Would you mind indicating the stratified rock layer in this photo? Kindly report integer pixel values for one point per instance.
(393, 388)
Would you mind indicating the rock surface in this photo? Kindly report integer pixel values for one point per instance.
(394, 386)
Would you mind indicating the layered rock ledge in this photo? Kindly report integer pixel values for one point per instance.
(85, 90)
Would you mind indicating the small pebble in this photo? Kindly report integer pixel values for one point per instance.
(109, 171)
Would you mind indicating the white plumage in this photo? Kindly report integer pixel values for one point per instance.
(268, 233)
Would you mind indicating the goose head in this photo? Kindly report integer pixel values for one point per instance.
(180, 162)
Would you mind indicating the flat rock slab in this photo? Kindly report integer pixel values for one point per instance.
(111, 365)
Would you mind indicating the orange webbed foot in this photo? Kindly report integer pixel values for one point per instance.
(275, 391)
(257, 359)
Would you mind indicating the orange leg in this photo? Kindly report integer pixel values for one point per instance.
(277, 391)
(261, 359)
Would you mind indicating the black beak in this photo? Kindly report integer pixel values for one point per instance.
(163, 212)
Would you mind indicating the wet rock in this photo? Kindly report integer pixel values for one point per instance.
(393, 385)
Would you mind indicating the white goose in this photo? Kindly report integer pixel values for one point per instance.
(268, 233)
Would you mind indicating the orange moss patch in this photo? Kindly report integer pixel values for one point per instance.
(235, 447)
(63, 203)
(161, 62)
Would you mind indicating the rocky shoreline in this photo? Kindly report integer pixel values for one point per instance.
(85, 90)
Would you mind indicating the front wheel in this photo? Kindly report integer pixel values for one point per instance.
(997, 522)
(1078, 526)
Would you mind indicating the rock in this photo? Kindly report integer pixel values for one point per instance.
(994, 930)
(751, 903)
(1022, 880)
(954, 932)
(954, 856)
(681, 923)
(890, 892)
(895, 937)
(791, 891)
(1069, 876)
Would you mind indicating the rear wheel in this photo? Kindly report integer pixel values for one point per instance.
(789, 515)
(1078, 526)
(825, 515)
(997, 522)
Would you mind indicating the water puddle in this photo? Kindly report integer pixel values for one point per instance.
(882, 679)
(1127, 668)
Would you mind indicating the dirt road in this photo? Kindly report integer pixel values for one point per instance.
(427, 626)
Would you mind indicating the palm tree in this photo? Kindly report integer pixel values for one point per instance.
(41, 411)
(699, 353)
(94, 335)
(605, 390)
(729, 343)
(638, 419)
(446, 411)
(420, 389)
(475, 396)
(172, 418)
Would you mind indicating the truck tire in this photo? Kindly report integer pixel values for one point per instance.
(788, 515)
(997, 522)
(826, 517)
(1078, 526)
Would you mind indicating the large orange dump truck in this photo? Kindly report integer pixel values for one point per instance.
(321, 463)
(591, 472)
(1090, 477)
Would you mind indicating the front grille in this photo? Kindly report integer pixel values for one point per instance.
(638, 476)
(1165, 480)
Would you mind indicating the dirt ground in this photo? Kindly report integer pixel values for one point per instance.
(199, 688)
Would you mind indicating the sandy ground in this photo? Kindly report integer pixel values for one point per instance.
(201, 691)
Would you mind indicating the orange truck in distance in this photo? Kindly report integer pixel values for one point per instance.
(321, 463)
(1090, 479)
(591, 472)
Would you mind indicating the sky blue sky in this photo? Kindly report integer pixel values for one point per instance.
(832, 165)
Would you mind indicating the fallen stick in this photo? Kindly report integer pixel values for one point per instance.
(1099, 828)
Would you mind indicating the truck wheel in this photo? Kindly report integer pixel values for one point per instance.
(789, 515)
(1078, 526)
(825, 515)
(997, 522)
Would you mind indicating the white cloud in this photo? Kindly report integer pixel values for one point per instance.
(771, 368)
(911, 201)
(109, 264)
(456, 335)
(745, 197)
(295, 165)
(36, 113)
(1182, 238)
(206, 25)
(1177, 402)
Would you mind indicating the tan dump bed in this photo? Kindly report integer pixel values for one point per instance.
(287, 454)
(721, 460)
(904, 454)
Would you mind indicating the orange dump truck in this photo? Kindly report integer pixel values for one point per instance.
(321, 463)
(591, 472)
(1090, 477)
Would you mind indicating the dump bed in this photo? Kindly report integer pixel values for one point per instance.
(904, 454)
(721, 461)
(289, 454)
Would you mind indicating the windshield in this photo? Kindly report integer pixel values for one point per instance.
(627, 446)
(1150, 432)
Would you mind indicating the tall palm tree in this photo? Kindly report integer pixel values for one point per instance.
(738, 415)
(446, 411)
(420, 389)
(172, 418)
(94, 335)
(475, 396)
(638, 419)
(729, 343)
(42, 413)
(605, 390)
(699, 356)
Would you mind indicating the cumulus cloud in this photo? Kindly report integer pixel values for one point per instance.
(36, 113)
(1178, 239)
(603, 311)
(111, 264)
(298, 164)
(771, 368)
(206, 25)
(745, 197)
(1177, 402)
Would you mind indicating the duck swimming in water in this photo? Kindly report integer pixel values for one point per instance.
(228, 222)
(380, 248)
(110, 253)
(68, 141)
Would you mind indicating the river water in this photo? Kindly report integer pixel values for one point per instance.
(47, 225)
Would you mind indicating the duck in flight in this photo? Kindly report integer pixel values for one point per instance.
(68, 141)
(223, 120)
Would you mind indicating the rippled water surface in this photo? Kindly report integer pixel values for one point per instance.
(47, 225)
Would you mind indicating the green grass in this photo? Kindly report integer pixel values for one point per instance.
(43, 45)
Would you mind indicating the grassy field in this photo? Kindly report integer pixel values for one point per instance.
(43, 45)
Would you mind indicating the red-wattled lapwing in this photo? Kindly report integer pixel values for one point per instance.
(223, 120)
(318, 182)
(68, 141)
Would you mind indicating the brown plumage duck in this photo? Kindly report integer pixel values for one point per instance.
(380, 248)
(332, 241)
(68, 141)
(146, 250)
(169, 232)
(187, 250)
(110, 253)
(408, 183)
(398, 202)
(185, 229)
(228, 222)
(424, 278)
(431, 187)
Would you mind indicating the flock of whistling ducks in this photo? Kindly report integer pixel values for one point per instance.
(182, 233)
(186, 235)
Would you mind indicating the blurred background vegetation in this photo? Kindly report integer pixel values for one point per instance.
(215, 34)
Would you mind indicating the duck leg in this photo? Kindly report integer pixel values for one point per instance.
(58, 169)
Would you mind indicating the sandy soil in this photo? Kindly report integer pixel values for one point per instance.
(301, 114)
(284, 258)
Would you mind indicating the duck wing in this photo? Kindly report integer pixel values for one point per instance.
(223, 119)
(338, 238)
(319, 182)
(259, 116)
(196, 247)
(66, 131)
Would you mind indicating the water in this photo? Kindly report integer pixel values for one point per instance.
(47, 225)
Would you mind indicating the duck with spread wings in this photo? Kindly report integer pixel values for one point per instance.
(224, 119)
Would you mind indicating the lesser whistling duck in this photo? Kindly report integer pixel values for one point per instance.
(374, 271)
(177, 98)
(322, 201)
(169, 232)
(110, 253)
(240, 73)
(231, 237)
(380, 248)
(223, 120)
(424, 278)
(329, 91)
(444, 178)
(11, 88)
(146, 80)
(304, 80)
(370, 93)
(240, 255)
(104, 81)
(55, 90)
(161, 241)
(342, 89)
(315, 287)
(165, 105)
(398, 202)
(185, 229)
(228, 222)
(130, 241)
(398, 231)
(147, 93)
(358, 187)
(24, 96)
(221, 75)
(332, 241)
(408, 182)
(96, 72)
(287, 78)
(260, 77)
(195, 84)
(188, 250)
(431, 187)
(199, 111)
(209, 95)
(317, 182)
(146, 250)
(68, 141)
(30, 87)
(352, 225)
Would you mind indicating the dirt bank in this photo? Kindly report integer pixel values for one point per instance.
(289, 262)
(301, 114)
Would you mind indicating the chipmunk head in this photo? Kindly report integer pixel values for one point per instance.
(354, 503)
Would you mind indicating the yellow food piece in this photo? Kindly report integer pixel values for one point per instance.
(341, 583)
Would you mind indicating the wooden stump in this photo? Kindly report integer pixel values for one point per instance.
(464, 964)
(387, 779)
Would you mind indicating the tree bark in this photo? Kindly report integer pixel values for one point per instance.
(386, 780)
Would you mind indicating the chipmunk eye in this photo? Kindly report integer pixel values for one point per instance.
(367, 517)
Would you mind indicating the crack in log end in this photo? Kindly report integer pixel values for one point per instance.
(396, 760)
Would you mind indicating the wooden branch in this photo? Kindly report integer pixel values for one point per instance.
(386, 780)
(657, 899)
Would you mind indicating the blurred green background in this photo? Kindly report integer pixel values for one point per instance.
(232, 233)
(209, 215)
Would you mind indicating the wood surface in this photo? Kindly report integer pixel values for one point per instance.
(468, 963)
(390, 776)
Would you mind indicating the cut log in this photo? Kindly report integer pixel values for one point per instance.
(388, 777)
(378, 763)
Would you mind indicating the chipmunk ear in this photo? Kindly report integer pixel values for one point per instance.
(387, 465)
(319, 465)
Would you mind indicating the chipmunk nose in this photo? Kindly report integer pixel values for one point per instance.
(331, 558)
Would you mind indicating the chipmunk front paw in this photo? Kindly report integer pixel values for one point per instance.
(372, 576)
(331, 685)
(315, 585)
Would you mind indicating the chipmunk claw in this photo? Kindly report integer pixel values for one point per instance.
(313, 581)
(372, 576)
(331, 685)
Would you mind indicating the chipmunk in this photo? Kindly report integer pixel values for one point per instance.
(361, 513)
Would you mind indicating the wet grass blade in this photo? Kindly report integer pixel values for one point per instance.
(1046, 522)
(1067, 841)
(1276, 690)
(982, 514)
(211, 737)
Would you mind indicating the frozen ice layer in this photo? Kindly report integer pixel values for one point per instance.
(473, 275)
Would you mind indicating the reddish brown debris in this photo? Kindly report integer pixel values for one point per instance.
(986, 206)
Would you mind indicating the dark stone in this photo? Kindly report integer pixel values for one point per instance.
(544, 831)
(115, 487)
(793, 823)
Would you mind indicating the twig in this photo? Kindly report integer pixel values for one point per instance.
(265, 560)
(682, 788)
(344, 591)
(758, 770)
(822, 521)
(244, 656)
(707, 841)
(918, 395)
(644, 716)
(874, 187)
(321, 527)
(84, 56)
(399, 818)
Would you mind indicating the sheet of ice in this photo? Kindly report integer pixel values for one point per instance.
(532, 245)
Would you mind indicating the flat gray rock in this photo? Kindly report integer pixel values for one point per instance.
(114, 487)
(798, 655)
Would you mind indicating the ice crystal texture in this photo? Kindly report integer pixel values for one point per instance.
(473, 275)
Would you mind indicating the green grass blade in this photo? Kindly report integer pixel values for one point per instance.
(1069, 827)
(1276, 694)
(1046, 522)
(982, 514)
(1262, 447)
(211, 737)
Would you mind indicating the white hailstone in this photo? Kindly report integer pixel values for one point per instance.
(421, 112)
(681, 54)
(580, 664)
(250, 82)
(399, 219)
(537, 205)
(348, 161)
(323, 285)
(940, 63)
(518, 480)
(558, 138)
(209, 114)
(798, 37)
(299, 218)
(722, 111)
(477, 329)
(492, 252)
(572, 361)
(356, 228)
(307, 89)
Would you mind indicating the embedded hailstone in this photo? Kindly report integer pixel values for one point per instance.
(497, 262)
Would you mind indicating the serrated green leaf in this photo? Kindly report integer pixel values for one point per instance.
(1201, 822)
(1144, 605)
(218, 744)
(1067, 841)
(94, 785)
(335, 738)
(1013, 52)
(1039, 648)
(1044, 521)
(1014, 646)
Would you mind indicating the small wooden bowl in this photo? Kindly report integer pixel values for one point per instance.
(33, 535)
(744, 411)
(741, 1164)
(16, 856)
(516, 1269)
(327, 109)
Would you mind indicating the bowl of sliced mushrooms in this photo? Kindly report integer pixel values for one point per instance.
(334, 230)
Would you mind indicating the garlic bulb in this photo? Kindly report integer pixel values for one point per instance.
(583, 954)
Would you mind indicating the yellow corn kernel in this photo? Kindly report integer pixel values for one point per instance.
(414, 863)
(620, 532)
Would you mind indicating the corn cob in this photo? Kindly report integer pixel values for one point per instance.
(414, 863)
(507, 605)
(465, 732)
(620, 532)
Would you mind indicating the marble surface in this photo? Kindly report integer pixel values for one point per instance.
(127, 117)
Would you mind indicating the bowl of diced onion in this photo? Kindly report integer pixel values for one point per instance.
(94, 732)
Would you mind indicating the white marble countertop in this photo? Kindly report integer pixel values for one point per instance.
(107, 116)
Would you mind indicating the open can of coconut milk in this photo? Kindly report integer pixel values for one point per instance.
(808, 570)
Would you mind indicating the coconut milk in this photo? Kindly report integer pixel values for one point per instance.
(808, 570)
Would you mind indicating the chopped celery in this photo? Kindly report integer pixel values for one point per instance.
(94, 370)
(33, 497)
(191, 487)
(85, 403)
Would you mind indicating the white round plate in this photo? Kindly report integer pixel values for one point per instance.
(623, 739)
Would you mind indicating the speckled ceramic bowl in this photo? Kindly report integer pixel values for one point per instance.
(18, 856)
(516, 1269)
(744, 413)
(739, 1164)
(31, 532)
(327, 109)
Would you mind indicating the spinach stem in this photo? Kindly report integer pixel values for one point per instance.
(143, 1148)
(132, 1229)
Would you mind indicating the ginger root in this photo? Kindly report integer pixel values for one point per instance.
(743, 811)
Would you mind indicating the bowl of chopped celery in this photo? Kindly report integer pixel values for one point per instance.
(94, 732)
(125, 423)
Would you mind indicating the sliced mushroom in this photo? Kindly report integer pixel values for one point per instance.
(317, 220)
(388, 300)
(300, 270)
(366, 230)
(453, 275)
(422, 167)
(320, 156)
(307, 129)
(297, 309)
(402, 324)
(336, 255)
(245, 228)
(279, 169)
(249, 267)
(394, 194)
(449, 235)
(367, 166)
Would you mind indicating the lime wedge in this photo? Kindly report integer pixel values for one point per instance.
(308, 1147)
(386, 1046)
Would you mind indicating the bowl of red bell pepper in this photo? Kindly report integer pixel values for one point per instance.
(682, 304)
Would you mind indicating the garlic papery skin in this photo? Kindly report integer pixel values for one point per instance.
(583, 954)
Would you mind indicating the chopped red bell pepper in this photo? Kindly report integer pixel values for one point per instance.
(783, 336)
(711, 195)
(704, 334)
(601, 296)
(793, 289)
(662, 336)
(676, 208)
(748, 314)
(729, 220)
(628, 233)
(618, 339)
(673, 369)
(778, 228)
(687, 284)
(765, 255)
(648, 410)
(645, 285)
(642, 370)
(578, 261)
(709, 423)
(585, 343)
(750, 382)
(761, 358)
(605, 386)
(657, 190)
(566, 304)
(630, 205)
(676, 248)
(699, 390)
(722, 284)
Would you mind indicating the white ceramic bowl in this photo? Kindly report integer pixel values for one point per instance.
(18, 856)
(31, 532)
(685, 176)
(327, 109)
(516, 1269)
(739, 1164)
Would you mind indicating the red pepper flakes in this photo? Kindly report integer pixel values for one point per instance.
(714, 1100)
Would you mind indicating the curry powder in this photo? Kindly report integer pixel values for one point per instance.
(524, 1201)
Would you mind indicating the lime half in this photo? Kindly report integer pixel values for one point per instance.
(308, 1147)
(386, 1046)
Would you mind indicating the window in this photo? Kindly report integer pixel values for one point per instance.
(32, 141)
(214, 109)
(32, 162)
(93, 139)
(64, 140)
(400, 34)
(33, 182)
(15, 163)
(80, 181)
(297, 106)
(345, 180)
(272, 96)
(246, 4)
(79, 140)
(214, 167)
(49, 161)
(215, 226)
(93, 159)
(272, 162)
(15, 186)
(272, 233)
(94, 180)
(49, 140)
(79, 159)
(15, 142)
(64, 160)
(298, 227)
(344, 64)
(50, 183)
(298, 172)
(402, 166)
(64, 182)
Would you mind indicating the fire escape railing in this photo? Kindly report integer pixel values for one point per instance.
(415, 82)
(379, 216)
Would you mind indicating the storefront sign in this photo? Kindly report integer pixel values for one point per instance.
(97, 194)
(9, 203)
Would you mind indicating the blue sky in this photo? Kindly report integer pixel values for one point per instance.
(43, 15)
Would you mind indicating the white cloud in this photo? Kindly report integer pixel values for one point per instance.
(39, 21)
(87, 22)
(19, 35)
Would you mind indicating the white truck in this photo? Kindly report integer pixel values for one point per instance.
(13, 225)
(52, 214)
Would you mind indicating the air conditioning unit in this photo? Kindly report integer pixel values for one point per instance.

################

▶ What you will do: Would you repeat, exactly and with nothing added, every line from the line containing "Would you mind indicating the storefront" through the last line of the records above?

▶ The answer:
Would you mind indicating the storefront sign in this photo? Kindly report integer pixel values for one point per instance.
(97, 194)
(9, 203)
Would you mind indicating the blue sky in this photo? Kindly report integer pixel values for one point per instance.
(43, 15)
Would you mind indicating the white cloud in this photo? Kindly report integer pixel values for one point per instance.
(39, 21)
(87, 22)
(19, 35)
Would you mind indicating the white truck in this photo? Kindly report integer pixel values for one point per instance.
(13, 225)
(52, 214)
Would you mind indicating the air conditioning unit in this photo? Kindly report integer pixel values for one point per instance.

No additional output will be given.